---------- Fragmento seleccionado

Por 4 de julio de 2006 diciembre 23rd, 2020 Sin comentarios

“Se calcula que en el mundo hay un arma por cada doce personas. La pregunta es ¿cómo se arman las otras once?” Con esa frase comienza El Señor de la Guerra. La dice Nicholas Cage, que lleva un maletín de hombre de negocios mientras disfruta del paisaje: un interminable cementerio de balas. Ahí, entre los coches quemados y la lluvia de bombas, él es feliz.

La estrategia del guionista y director Andrew Niccol para contar esta historia no es muy frecuente en Hollywood: los diálogos citan datos, incluso estadísticos, que dejan muy mal parado a Estados Unidos, un lugar con tanta violencia que las armas “en este país ya no son negocio ni siquiera con todos los mafiosos que hay”. Y cuyo presidente es definido como “el mayor traficante de armas del mundo, seguido por los líderes de Rusia, China, Inglaterra y Francia, precisamente los países con derecho a veto en el Consejo de Seguridad de las Naciones Unidas”.

Si EE. UU. tiene algún policía honesto, en esta película es presionado para que no lo sea. La misma ley que le impide a ese policía detener a los traficantes de armas les permite a ellos vender armamento que termina en manos de niños africanos. ¿Alguna duda sobre su posición política? Al menos, los productores americanos no tuvieron esas dudas. La película ha sido plenamente financiada por inversores extranjeros como Philipe Rousselet. Ni un dólar nacido en América alimentó la producción.

--------------------

**Acción requerida:**
Copia sin cambios el tramo del fragmento seleccionado que empieza en "Por 4 de julio" y termina en "él es feliz.".

---------- Datos disponibles

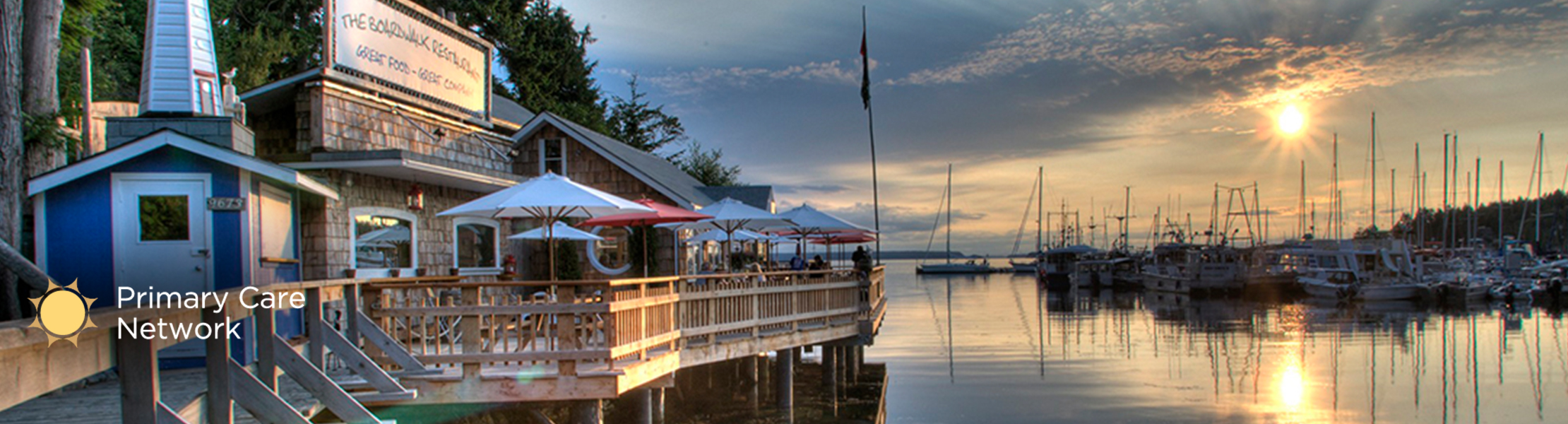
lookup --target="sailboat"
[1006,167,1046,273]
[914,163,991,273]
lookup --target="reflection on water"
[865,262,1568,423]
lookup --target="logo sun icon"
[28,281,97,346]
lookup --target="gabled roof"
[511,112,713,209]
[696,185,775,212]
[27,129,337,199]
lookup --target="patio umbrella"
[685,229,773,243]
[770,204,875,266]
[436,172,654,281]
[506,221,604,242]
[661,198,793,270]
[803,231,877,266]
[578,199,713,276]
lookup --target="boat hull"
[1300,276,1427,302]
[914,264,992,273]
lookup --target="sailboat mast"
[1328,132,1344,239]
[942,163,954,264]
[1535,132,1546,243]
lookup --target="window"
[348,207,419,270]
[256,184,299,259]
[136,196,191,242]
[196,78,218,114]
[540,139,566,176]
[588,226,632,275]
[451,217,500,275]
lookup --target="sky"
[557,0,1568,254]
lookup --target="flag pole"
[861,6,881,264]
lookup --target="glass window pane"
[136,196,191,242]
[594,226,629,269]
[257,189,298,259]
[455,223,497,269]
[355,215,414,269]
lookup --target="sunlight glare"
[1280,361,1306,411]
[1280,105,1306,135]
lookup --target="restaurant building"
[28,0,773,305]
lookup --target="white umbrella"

--------------------

**Resultado del ejercicio:**
Por 4 de julio de 2006 diciembre 23rd, 2020 Sin comentarios

“Se calcula que en el mundo hay un arma por cada doce personas. La pregunta es ¿cómo se arman las otras once?” Con esa frase comienza El Señor de la Guerra. La dice Nicholas Cage, que lleva un maletín de hombre de negocios mientras disfruta del paisaje: un interminable cementerio de balas. Ahí, entre los coches quemados y la lluvia de bombas, él es feliz.